Transcribe the stretch of the court ruling from "Dismissal of the" through "215, 402 D.L.R.".

# TEXT SECTION:

———

Dismissal of the motion under Rule 312
[4]
Since this Court’s decision in Hospira
Healthcare Corp. v. Kennedy Institute of Rheumatology, 2016 FCA 215, 402 D.L.R.
(4th) 497 (Hospira), it is well-established that the Court may
only interfere with a discretionary decision of a prothonotary if the
prothonotary made an error of law or a palpable and overriding error regarding
a question of fact or mixed fact and law: Hospira at paras. 64-65, 79.
The same standard of review applies when this Court reviews the motions judge’s
consideration of the prothonotary’s decision: Hospira at paras. 83‑84.
[5]
A palpable and overriding error is one which is
obvious and apparent, the effect of which is to vitiate the integrity of the
reasons. I am not satisfied that either the motions judge, or the prothonotary,
made errors of this nature. I reach this conclusion in respect of both appeals.
[6]
The thrust of Ms. Maximova’s submission is that
the motions judge erred in accepting the prothonotary’s conclusion that the
information contained in the proposed new affidavit could have formed part of
Ms. Maximova’s original affidavit.
[7]
The motions judge applied the proper test for
filing an additional affidavit under Rule 312. In exercising its discretion
under Rule 312, the Court may take into account whether the evidence sought to
be adduced was available when the party filed its affidavits or if it could
have been available with the exercise of due diligence: Connolly v. Canada
(Attorney General), 2014 FCA 294 at para. 6, 466 N.R. 44.
[8]
As the motions judge noted at paragraph 7 of his
reasons, although the prothonotary did not explicitly refer to this test, it is
clear he considered the relevant factors in the test and applied them in the
present case. Since the evidence Ms. Maximova seeks to introduce “could have formed part of [Ms. Maximova’s] original
affidavit” and since “[t]here [wa]s nothing to
explain why it is being proffered only now” (the prothonotary’s order at
page 2), he chose not to exercise his discretion in the appellant’s favor.
There is nothing in the record that suggests either the prothonotary or the
judge made an overriding and palpable error in applying the appropriate test to
the facts as he found them to be.
II.
The motion to amend the Notice of Application
[9]
Ms. Maximova challenges the motions judge’s
decision on the basis that he erred in concluding that detailed reasons are not
necessarily required in a prothonotary’s order. She also takes issue with the
motions judge’s conclusion that the requested amendments constitute pleas
capable of being struck.
[10]
Neither the motions judge nor the prothonotary
made errors that justify this Court’s interference with the order.
[11]
In reviewing the prothonotary’s order, the
motions judge considered established jurisprudence that detailed reasons are
not required in a prothonotary’s order: Apotex Inc. v. Canada (Health),
2016 FC 776 at para. 84.

———

# AVAILABLE DATA:
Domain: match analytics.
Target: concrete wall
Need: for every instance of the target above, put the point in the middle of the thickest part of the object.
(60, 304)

———

# TASK OUTPUT:
Dismissal of the motion under Rule 312
[4]
Since this Court’s decision in Hospira
Healthcare Corp. v. Kennedy Institute of Rheumatology, 2016 FCA 215, 402 D.L.R.